OS全体のファイルディスクリプタ数の制限値

fs.file-max で設定。 プロセス単位の制限については /etc/security/limits.conf で設定する必要がある。 これらの値はPAM認証(sudoやユーザーでログインした場合)がないと反映されないため、デーモンプロセスなどでファイルディスクリプタ数を増やしたいときには ulimit コマンドを起動スクリプト( /etc/rc.d/init.d/ など)で指定する必要がある。

OS全体の非同期I/Oの最大数

fs.aio-max-nr で設定。 デフォルトは65536で、Oracleなどは1048576といった大きめの値を推奨している。 値が小さいとアプリケーションが起動できないといったケースが発生する。

現在値は /proc/sys/fs/aio-nr で確認できる。

参考資料

システム全体のスレッド数

システム全体のスレッド数は kernel.threads-max で設定。デフォルトではメモリサイズに応じて算出された値となる。

なおLinuxではスレッドもプロセスとして扱われるため、スレッドにもpidを必要とする。 kernel.threads-max を設定した場合は、同じ値を kernel.pid_max にも設定しなければならない。

プロセス番号の最大値のデフォルト値は 32768 (1 << 15)。 32 bit 環境では上げられない。 64 bit 環境では 2^22 (4Mぐらい) まで上げることが可能。 http://www.yunabe.jp/docs/maximum_number_of_threads.html

またpthreadは1スレッドあたり、2つのメモリマップを必要としているため、メモリマップの最大数の半分を超えるスレッドを作ることはできない。 kernel.threads-max を設定する場合は、合わせて vm.max_map_count に倍の値を設定する。

大量のスレッドを利用する環境で Cannot allocate memory エラーが発生した場合に、このチューニングを行う。

参考資料

メモリスワップの度合いを調整

vm.swappiness で設定。

**設問:**
1. 本文によると、OS全体の非同期I/Oの最大数を設定するパラメータのデフォルト値はいくつか。
2. 次の(a)〜(c)がそれぞれ本文の内容と合っているかどうかを「はい」か「いいえ」で答え、判断の決め手となる本文の語句を引用せよ。
(a) kernel.threads-max を設定した場合は、同じ値を kernel.pid_max にも設定しなければならない。
(b) プロセス番号の最大値は、32 bit 環境でも上げることができる。
(c) pthreadは1スレッドあたり1つのメモリマップを必要とする。

**ポインティングデータセットの抜粋:**
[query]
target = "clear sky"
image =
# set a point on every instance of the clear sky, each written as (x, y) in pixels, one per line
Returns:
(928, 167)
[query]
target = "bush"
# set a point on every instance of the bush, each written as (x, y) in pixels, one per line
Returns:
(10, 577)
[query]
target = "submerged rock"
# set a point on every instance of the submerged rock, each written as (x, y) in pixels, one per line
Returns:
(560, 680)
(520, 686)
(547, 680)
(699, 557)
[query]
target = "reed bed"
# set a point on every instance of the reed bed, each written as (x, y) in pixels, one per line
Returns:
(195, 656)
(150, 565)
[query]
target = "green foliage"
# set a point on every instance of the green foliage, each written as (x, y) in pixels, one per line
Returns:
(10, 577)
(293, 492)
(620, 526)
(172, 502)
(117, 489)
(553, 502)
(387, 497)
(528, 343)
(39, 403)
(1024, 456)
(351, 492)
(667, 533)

**解答:**
1. 65536である。

2.
(a) はい。「kernel.threads-max を設定した場合は、同じ値を kernel.pid_max にも設定しなければならない。」
(b) いいえ。「32 bit 環境では上げられない。」
(c) いいえ。「pthreadは1スレッドあたり、2つのメモリマップを必要としている」